## [Excerpt provided]
.....
Then, at a Kennedy Toy Show, I got that break. While idly inspecting a few composition soldiers at a dealer's table, I was told by the dealer that if I were interested, he had a whole box. Something clicked, and I told him I'd be glad to see them. Sure enough, he had a box of them, all the same type -- the stocky pot-helmeted AA gunner, and on the side of the box were the words "Playwood Plastics Co. Inc., 200 Fifth Avenue, Factory in Brooklyn." At first, I didn't think the box was original (the dealer was not sure), as Plastics was the word I fixed on, but then when I realized the second word was Playwood, I began to think I was onto something.
Within a few days, I'd checked with the State of New York and found the company had been incorporated March 17, 1942, which seemed right as I recalled buying the composition sailor and Marine shortly after the start of World War II. I ordered the incorporation papers, found no owner names, but instead the title of the law firm handling the incorporation, and the names of four attorneys. As luck would have it, one of the latter was still in the Manhattan phone book, 37 years later. He didn't know much, but just enough to lead me onto the usual chain of informants, a chain that terminated with Michael Weiss, the most informed source I've encountered in my research at that time.
.....
## [Recorded information]

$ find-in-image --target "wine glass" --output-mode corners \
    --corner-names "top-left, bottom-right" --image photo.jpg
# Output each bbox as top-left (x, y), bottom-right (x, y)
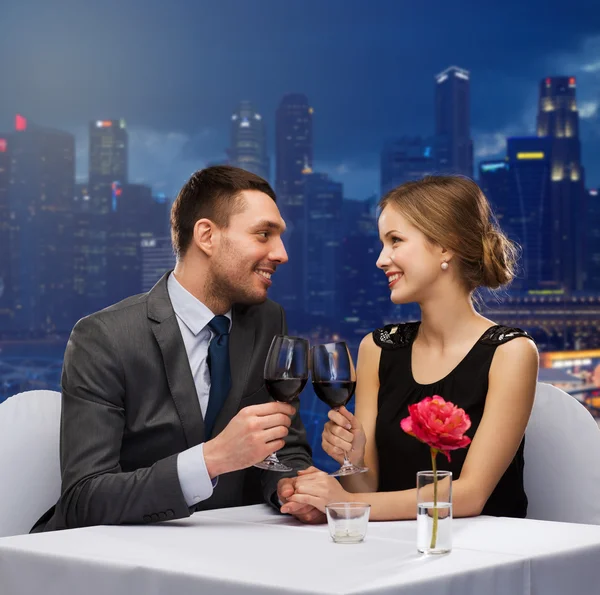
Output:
top-left (254, 335), bottom-right (308, 471)
top-left (311, 341), bottom-right (368, 477)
.....
## [Task goal]
Using the Playwood Plastics passage, answer briefly:
1. What street address appeared on the side of the box?
2. On what date was the company incorporated in New York?
3. With whom did the chain of informants end?
Answer from the text alone, not the data.

## [Reply to the exercise]
1. 200 Fifth Avenue
2. March 17, 1942
3. Michael Weiss